**DESCRIPTION OF THE TASK**
Output exactly the lines that run from the line with "In this picture, where can the tree bark" to the end of the material, both ends included, and no other lines.

**Coordinate annotation records**
----------------------------------------

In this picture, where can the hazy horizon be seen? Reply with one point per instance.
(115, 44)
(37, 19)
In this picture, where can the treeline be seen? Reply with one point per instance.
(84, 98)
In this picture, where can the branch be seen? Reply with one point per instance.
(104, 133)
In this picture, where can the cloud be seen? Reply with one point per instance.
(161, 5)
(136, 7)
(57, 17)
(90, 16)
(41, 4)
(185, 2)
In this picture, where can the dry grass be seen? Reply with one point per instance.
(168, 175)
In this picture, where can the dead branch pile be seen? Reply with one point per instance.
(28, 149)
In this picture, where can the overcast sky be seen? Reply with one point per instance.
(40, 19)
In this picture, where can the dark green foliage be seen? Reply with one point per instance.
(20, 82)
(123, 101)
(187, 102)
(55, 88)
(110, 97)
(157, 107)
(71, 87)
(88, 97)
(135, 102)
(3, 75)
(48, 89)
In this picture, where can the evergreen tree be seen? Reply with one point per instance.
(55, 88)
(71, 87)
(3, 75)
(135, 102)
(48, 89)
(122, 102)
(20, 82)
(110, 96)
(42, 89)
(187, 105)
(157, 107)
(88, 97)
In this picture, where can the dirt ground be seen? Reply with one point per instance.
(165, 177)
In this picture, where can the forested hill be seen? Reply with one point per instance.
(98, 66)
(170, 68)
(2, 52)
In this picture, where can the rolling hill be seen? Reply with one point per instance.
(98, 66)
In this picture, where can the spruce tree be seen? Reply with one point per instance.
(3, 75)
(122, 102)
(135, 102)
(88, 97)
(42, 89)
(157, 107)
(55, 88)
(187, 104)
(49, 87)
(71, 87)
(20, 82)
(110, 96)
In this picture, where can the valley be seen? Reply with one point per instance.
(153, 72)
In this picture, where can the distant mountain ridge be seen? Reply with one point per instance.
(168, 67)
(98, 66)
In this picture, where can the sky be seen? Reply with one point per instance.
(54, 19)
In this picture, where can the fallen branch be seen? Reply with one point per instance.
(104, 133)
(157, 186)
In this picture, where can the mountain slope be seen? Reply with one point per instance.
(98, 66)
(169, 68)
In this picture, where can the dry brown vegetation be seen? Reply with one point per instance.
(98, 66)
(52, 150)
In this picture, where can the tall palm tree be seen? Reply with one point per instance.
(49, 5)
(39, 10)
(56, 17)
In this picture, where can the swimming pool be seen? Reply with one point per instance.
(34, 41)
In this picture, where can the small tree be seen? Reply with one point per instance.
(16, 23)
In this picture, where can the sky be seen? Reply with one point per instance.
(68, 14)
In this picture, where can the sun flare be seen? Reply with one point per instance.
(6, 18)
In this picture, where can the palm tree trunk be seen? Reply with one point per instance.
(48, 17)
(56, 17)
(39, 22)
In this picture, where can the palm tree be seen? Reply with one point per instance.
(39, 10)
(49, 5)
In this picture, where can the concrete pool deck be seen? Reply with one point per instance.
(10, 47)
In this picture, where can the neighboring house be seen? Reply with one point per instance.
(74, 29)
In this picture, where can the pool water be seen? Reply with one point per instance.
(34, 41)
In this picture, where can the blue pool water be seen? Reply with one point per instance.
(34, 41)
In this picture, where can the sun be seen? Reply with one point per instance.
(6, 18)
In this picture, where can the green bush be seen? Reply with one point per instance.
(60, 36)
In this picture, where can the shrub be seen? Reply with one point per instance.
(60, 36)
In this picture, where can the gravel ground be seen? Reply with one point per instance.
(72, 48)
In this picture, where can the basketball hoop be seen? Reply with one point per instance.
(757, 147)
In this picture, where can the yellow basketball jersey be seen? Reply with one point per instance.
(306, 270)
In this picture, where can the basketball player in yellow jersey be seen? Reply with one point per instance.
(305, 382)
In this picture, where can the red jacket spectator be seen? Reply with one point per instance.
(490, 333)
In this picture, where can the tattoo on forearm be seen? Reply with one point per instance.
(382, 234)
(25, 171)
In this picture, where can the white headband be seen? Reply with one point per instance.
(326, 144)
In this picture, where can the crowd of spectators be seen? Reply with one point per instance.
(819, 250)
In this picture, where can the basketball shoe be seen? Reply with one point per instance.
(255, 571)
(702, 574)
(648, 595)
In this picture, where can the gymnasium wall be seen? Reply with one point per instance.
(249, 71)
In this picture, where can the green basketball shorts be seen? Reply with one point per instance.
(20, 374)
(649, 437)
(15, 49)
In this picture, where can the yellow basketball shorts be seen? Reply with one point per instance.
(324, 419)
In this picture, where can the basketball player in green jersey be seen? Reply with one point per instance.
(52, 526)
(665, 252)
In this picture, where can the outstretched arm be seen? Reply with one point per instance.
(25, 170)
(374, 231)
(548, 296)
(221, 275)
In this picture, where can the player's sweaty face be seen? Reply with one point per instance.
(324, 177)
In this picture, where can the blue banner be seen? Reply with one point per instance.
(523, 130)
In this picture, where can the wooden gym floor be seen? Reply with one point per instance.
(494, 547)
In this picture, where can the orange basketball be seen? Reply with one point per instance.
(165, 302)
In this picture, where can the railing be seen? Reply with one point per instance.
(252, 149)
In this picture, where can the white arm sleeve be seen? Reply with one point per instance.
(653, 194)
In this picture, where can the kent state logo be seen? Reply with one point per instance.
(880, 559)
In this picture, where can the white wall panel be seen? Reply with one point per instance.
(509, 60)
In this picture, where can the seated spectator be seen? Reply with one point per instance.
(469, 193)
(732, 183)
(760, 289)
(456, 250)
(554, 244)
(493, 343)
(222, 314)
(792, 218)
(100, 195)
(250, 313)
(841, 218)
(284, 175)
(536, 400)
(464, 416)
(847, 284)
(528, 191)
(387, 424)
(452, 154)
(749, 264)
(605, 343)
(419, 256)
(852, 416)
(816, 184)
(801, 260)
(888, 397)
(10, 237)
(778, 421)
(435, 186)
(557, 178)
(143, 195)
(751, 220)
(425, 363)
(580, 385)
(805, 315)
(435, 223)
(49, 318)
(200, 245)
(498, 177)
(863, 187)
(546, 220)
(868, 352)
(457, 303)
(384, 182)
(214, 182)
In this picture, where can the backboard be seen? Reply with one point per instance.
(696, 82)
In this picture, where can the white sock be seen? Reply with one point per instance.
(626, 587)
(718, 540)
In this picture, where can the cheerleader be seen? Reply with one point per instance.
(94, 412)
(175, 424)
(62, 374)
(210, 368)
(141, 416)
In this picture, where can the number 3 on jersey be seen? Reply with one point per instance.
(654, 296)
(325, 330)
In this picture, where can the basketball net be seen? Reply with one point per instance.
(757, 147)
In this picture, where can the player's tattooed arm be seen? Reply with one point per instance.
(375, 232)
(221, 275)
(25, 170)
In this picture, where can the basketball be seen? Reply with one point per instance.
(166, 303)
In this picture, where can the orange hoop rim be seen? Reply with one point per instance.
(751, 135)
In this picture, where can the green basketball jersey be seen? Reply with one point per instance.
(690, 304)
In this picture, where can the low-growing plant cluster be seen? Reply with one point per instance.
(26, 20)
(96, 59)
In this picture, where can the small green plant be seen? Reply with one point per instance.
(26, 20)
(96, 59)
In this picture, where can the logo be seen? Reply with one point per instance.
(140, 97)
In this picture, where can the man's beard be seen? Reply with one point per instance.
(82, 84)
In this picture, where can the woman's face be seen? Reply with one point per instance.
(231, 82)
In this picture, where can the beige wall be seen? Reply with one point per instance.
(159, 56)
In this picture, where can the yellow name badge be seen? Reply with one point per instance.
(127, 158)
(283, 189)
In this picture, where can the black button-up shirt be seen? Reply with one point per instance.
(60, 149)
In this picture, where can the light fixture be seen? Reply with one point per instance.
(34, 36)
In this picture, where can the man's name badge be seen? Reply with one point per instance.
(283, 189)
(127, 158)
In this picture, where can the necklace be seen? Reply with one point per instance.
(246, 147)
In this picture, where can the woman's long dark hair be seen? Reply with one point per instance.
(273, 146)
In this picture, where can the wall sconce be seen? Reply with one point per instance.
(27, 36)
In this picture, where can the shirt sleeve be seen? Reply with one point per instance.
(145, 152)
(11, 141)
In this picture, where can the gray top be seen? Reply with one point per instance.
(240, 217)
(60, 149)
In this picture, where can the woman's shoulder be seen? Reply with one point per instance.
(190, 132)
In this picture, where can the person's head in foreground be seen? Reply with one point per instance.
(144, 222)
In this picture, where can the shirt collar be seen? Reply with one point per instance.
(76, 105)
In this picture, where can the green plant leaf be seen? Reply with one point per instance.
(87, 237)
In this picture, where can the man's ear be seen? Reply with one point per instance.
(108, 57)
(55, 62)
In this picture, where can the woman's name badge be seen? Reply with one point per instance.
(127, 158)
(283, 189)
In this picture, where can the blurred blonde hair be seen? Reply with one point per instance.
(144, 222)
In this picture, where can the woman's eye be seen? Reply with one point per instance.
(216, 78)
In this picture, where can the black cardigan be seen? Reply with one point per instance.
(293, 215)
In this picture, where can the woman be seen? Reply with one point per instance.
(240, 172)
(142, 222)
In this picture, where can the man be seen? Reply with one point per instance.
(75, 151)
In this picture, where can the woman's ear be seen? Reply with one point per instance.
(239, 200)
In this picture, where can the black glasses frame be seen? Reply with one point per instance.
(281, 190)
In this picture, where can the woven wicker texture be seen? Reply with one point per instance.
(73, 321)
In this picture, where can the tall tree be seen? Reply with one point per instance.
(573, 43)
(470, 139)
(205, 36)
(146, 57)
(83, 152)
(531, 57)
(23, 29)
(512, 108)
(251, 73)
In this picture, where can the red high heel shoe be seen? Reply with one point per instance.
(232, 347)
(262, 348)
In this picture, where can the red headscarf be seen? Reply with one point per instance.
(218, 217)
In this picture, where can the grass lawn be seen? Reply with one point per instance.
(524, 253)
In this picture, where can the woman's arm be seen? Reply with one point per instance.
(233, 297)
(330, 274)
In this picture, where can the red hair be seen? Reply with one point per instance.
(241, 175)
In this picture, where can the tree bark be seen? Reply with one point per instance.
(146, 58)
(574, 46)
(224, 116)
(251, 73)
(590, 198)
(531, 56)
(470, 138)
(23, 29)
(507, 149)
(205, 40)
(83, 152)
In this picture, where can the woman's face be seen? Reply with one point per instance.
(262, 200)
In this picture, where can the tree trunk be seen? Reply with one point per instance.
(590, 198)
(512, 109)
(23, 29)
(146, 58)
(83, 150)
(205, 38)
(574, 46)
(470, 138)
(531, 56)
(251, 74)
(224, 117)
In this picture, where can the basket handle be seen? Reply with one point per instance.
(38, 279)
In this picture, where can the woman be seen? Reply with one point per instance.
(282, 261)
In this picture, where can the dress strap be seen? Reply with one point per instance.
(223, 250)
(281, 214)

----------------------------------------

**RESULT**
In this picture, where can the tree bark be seen? Reply with one point per instance.
(146, 58)
(574, 46)
(224, 116)
(251, 73)
(590, 198)
(531, 56)
(470, 138)
(23, 29)
(507, 149)
(205, 40)
(83, 152)
In this picture, where can the woman's face be seen? Reply with one point per instance.
(262, 200)
In this picture, where can the tree trunk be seen? Reply with one point per instance.
(590, 198)
(512, 109)
(23, 29)
(146, 58)
(83, 150)
(205, 38)
(574, 46)
(470, 138)
(531, 56)
(251, 74)
(224, 117)
In this picture, where can the basket handle be seen? Reply with one point per instance.
(38, 279)
In this picture, where can the woman be seen? Reply with one point per instance.
(282, 261)
In this picture, where can the dress strap be seen? Reply with one point per instance.
(223, 250)
(281, 214)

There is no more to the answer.